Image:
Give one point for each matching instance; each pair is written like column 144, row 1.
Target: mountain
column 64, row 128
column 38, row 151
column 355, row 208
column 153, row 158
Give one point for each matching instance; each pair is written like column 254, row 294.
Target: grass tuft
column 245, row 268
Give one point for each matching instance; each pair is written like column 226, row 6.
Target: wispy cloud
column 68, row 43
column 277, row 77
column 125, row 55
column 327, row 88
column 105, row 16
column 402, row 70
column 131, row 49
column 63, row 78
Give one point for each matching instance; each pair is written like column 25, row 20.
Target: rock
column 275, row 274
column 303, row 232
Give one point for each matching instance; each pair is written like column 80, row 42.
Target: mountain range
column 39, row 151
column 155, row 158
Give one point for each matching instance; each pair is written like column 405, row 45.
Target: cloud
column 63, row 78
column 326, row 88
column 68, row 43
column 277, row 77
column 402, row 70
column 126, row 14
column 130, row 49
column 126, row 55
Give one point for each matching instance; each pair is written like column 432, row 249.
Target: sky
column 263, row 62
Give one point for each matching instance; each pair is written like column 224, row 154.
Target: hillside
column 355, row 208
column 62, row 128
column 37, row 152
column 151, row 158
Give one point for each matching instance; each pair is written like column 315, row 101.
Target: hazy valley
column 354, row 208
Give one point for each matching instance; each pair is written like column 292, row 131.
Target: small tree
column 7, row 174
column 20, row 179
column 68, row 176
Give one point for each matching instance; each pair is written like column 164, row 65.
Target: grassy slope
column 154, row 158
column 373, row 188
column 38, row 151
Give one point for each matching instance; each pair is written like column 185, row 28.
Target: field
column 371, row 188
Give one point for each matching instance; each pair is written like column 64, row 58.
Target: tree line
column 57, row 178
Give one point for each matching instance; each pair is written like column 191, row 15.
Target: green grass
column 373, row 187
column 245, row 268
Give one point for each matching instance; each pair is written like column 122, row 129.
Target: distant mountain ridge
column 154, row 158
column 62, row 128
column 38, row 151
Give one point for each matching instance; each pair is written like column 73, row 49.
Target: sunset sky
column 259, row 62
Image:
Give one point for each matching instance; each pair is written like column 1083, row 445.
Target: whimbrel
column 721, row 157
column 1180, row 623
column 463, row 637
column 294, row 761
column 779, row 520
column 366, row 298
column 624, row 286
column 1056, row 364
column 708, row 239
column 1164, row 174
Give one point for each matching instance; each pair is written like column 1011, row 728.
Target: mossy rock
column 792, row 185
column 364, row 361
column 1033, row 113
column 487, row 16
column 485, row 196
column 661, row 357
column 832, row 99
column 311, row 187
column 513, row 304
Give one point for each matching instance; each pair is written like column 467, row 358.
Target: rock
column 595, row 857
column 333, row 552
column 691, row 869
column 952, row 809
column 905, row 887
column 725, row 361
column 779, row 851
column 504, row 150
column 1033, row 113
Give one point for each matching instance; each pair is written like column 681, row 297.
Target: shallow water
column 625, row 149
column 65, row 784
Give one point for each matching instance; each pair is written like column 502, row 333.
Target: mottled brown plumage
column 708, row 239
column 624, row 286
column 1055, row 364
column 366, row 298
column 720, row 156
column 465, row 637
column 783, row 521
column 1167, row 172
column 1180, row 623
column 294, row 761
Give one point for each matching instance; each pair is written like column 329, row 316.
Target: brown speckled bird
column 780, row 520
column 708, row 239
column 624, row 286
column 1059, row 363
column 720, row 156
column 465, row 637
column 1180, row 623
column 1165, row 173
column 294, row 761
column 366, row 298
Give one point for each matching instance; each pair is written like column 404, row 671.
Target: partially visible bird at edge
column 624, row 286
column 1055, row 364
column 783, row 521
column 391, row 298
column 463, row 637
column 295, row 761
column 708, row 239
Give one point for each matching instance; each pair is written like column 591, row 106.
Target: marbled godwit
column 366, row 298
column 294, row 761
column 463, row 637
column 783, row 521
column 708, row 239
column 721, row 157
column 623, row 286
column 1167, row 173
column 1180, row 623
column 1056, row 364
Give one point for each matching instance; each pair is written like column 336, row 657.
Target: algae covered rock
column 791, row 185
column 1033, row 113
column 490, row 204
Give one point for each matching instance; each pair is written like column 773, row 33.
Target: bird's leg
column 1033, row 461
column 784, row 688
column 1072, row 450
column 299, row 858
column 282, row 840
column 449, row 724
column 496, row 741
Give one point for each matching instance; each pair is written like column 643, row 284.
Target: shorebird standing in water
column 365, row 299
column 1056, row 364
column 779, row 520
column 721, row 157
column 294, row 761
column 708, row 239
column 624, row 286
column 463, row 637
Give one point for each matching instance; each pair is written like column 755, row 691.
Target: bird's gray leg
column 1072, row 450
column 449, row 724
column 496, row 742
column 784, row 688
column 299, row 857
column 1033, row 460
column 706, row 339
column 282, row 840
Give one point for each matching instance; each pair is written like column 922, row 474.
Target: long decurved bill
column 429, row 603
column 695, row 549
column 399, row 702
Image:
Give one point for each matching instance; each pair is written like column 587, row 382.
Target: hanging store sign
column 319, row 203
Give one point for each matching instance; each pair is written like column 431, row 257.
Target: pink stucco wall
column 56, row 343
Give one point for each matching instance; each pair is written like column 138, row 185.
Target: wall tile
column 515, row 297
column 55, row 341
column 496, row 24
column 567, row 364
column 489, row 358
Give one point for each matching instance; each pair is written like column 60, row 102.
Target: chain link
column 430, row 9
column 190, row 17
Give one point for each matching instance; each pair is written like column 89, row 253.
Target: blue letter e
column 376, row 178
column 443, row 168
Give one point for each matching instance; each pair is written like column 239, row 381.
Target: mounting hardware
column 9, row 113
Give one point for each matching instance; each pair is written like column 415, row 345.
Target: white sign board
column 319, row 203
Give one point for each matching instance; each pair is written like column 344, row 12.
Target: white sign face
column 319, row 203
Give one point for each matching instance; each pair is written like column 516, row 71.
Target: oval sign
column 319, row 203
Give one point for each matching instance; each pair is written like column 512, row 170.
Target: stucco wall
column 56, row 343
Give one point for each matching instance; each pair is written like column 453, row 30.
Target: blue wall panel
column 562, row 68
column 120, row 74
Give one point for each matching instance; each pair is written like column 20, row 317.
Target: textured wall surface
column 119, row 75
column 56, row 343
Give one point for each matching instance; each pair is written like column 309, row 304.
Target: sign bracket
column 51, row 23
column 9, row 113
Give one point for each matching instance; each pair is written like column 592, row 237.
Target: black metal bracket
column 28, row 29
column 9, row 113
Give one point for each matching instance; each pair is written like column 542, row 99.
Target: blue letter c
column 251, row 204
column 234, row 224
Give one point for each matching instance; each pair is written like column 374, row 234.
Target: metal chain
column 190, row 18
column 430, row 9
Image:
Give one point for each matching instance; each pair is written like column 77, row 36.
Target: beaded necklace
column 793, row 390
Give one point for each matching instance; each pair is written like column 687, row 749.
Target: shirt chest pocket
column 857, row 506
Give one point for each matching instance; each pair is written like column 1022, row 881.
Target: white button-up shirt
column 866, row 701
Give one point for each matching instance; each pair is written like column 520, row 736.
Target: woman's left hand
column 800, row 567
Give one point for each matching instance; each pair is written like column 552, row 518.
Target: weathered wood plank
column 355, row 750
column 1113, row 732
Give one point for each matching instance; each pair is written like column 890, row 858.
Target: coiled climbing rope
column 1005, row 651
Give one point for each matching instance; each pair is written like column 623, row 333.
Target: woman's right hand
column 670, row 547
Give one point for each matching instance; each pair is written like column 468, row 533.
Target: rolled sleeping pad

* _GIVEN EXERCISE_
Render every line of the material above as a JSON list of strings, one string per line, omitting any blank lines.

* _SOLUTION BELOW_
[
  "Image:",
  "Give one point for each matching instance; each pair is written like column 144, row 1.",
  "Target: mountain",
  "column 64, row 128",
  "column 38, row 151",
  "column 355, row 208",
  "column 153, row 158",
  "Give one point for each matching instance; each pair is written like column 254, row 294.",
  "Target: grass tuft",
  "column 245, row 268",
  "Give one point for each matching instance; each pair is written like column 226, row 6.",
  "Target: wispy cloud",
  "column 68, row 43",
  "column 277, row 77",
  "column 125, row 55",
  "column 327, row 88",
  "column 105, row 16",
  "column 402, row 70",
  "column 131, row 49",
  "column 63, row 78",
  "Give one point for each matching instance; each pair is written like column 25, row 20.",
  "Target: rock",
  "column 275, row 274",
  "column 303, row 232",
  "Give one point for each matching instance; each pair is written like column 80, row 42.",
  "Target: mountain range",
  "column 39, row 151",
  "column 155, row 158",
  "Give one point for each matching instance; each pair is written like column 405, row 45.",
  "Target: cloud",
  "column 63, row 78",
  "column 326, row 88",
  "column 68, row 43",
  "column 277, row 77",
  "column 402, row 70",
  "column 126, row 14",
  "column 130, row 49",
  "column 126, row 55",
  "Give one point for each matching instance; each pair is written like column 432, row 249.",
  "Target: sky",
  "column 263, row 62",
  "Give one point for each matching instance; each pair is written like column 224, row 154.",
  "Target: hillside",
  "column 355, row 208",
  "column 62, row 128",
  "column 37, row 152",
  "column 151, row 158",
  "Give one point for each matching instance; each pair is written like column 315, row 101.",
  "Target: hazy valley",
  "column 354, row 208",
  "Give one point for each matching instance; each pair is written like column 292, row 131.",
  "Target: small tree",
  "column 7, row 174",
  "column 20, row 179",
  "column 68, row 176",
  "Give one point for each matching instance; each pair is written like column 164, row 65.",
  "Target: grassy slope",
  "column 154, row 158",
  "column 373, row 188",
  "column 38, row 151",
  "Give one point for each matching instance; each pair is written like column 185, row 28.",
  "Target: field",
  "column 371, row 188",
  "Give one point for each matching instance; each pair is written like column 64, row 58.",
  "Target: tree line",
  "column 57, row 178",
  "Give one point for each matching instance; each pair is written like column 191, row 15.",
  "Target: green grass",
  "column 373, row 187",
  "column 245, row 268",
  "Give one point for each matching instance; each pair is written like column 122, row 129.",
  "Target: distant mountain ridge",
  "column 154, row 158",
  "column 62, row 128",
  "column 38, row 151",
  "Give one point for each matching instance; each pair is written like column 73, row 49.",
  "Target: sunset sky",
  "column 259, row 62",
  "Image:",
  "Give one point for each matching instance; each pair is written like column 1083, row 445.",
  "Target: whimbrel",
  "column 721, row 157",
  "column 1180, row 623",
  "column 463, row 637",
  "column 294, row 761",
  "column 779, row 520",
  "column 366, row 298",
  "column 624, row 286",
  "column 1056, row 364",
  "column 708, row 239",
  "column 1164, row 174",
  "Give one point for each matching instance; each pair is written like column 1011, row 728.",
  "Target: mossy rock",
  "column 792, row 185",
  "column 364, row 361",
  "column 1033, row 113",
  "column 487, row 16",
  "column 485, row 196",
  "column 661, row 357",
  "column 832, row 99",
  "column 311, row 187",
  "column 513, row 304",
  "Give one point for each matching instance; each pair is written like column 467, row 358.",
  "Target: rock",
  "column 595, row 857",
  "column 333, row 552",
  "column 691, row 869",
  "column 952, row 809",
  "column 905, row 887",
  "column 725, row 361",
  "column 779, row 851",
  "column 504, row 150",
  "column 1033, row 113",
  "Give one point for each matching instance; each pair is written like column 681, row 297.",
  "Target: shallow water",
  "column 625, row 149",
  "column 65, row 784",
  "Give one point for each matching instance; each pair is written like column 502, row 333.",
  "Target: mottled brown plumage",
  "column 708, row 239",
  "column 624, row 286",
  "column 1055, row 364",
  "column 366, row 298",
  "column 720, row 156",
  "column 465, row 637",
  "column 783, row 521",
  "column 1167, row 172",
  "column 1180, row 623",
  "column 294, row 761",
  "Give one point for each matching instance; each pair is written like column 329, row 316.",
  "Target: brown speckled bird",
  "column 780, row 520",
  "column 708, row 239",
  "column 624, row 286",
  "column 1059, row 363",
  "column 720, row 156",
  "column 465, row 637",
  "column 1180, row 623",
  "column 1165, row 173",
  "column 294, row 761",
  "column 366, row 298",
  "Give one point for each matching instance; each pair is written like column 404, row 671.",
  "Target: partially visible bird at edge",
  "column 624, row 286",
  "column 1055, row 364",
  "column 783, row 521",
  "column 391, row 298",
  "column 463, row 637",
  "column 295, row 761",
  "column 708, row 239",
  "Give one point for each matching instance; each pair is written like column 591, row 106.",
  "Target: marbled godwit",
  "column 366, row 298",
  "column 294, row 761",
  "column 463, row 637",
  "column 783, row 521",
  "column 708, row 239",
  "column 721, row 157",
  "column 623, row 286",
  "column 1167, row 173",
  "column 1180, row 623",
  "column 1056, row 364",
  "Give one point for each matching instance; each pair is written like column 336, row 657.",
  "Target: algae covered rock",
  "column 791, row 185",
  "column 1033, row 113",
  "column 490, row 204",
  "Give one point for each matching instance; each pair is written like column 773, row 33.",
  "Target: bird's leg",
  "column 1033, row 461",
  "column 784, row 688",
  "column 1072, row 450",
  "column 299, row 858",
  "column 282, row 840",
  "column 449, row 724",
  "column 496, row 741",
  "Give one point for each matching instance; each pair is written like column 643, row 284.",
  "Target: shorebird standing in water",
  "column 365, row 299",
  "column 1056, row 364",
  "column 779, row 520",
  "column 721, row 157",
  "column 294, row 761",
  "column 708, row 239",
  "column 624, row 286",
  "column 463, row 637",
  "Give one point for each matching instance; each pair is written like column 755, row 691.",
  "Target: bird's gray leg",
  "column 1072, row 450",
  "column 449, row 724",
  "column 496, row 742",
  "column 784, row 688",
  "column 299, row 857",
  "column 1033, row 460",
  "column 706, row 339",
  "column 282, row 840",
  "Give one point for each matching instance; each pair is written like column 922, row 474.",
  "Target: long decurved bill",
  "column 429, row 603",
  "column 695, row 549",
  "column 399, row 702",
  "Image:",
  "Give one point for each matching instance; each pair is written like column 587, row 382.",
  "Target: hanging store sign",
  "column 319, row 203",
  "Give one point for each matching instance; each pair is written like column 431, row 257.",
  "Target: pink stucco wall",
  "column 56, row 343",
  "Give one point for each matching instance; each pair is written like column 138, row 185.",
  "Target: wall tile",
  "column 515, row 297",
  "column 55, row 341",
  "column 496, row 24",
  "column 567, row 364",
  "column 489, row 358",
  "Give one point for each matching instance; each pair is written like column 60, row 102.",
  "Target: chain link",
  "column 430, row 9",
  "column 190, row 17",
  "Give one point for each matching instance; each pair is written like column 89, row 253.",
  "Target: blue letter e",
  "column 376, row 178",
  "column 443, row 168",
  "Give one point for each matching instance; each pair is written like column 239, row 381.",
  "Target: mounting hardware",
  "column 9, row 113",
  "Give one point for each matching instance; each pair is written like column 415, row 345.",
  "Target: white sign board",
  "column 319, row 203",
  "Give one point for each matching instance; each pair is written like column 344, row 12.",
  "Target: white sign face",
  "column 319, row 203",
  "Give one point for each matching instance; each pair is written like column 516, row 71.",
  "Target: oval sign",
  "column 319, row 203",
  "Give one point for each matching instance; each pair is written like column 512, row 170.",
  "Target: stucco wall",
  "column 56, row 343",
  "Give one point for each matching instance; each pair is written like column 453, row 30.",
  "Target: blue wall panel",
  "column 562, row 68",
  "column 120, row 74",
  "Give one point for each matching instance; each pair is written like column 20, row 317.",
  "Target: textured wall surface",
  "column 119, row 75",
  "column 56, row 343",
  "Give one point for each matching instance; each pair is written like column 309, row 304.",
  "Target: sign bracket",
  "column 51, row 23",
  "column 9, row 113",
  "Give one point for each matching instance; each pair is written like column 592, row 237.",
  "Target: black metal bracket",
  "column 28, row 29",
  "column 9, row 113",
  "Give one point for each matching instance; each pair is written like column 542, row 99.",
  "Target: blue letter c",
  "column 251, row 204",
  "column 234, row 224",
  "Give one point for each matching instance; each pair is written like column 374, row 234.",
  "Target: metal chain",
  "column 190, row 18",
  "column 430, row 9",
  "Image:",
  "Give one point for each matching instance; each pair is written like column 77, row 36.",
  "Target: beaded necklace",
  "column 793, row 390",
  "Give one point for each matching instance; each pair is written like column 687, row 749.",
  "Target: shirt chest pocket",
  "column 857, row 506",
  "Give one point for each matching instance; each pair is written like column 1022, row 881.",
  "Target: white button-up shirt",
  "column 866, row 701",
  "Give one point for each matching instance; each pair is written like column 520, row 736.",
  "Target: woman's left hand",
  "column 800, row 567",
  "Give one point for each matching instance; each pair is written like column 552, row 518.",
  "Target: weathered wood plank",
  "column 355, row 750",
  "column 1113, row 732",
  "Give one point for each matching instance; each pair is written like column 890, row 858.",
  "Target: coiled climbing rope",
  "column 1005, row 651",
  "Give one point for each matching instance; each pair is written like column 623, row 333.",
  "Target: woman's right hand",
  "column 670, row 547",
  "Give one point for each matching instance; each pair is written like column 468, row 533.",
  "Target: rolled sleeping pad"
]